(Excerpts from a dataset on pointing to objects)
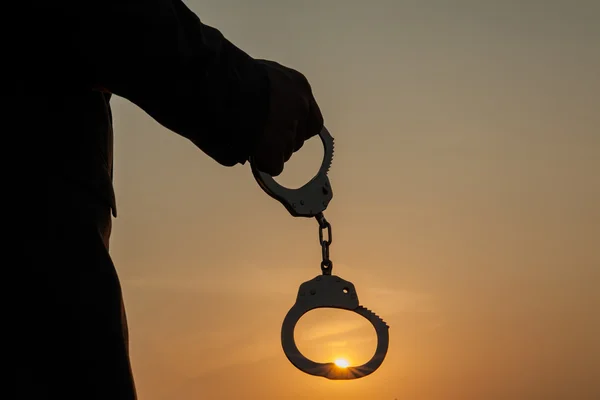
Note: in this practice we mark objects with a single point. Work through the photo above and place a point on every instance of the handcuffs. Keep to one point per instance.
(326, 290)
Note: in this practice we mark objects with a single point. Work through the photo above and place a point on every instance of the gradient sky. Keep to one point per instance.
(466, 210)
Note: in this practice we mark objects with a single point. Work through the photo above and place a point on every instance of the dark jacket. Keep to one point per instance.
(68, 57)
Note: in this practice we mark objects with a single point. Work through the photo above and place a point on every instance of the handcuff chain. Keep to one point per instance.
(324, 225)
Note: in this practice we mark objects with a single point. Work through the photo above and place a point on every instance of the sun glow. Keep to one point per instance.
(342, 363)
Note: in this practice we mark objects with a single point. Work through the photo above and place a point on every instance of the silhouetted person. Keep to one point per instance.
(64, 60)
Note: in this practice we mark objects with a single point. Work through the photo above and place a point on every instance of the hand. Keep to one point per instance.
(293, 118)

[Goal of the exercise]: Reproduce every one of the records above word for word, leaving out the pictures.

[Output for this exercise]:
Note: in this practice we mark objects with a single point. Work through the photo above and place a point on every instance of the handcuffs. Keep to one point per instance.
(326, 290)
Note: in this practice we mark objects with a single point. Work through the photo above and place a point on every instance of the gradient sky. Keep to one point per instance.
(466, 210)
Note: in this practice we mark objects with a single point. Work through the photo above and place a point on every instance of the dark jacket. Keep to one point per instance.
(68, 57)
Note: in this practice we mark objects with a single point. Work through the photo above and place a point on every instance of the handcuff chain. Keep to one point per instance.
(324, 225)
Note: in this practice we mark objects with a single point. Work through the photo above and place a point on every instance of the sun glow. Keep to one point per instance.
(342, 363)
Note: in this practice we mark objects with a single point. Work through the photo above and place a point on every instance of the silhouetted person. Keep to one point per instance.
(64, 60)
Note: in this practice we mark objects with a single point. Work through the photo above and place a point on every instance of the hand. Keep to one point per instance.
(293, 118)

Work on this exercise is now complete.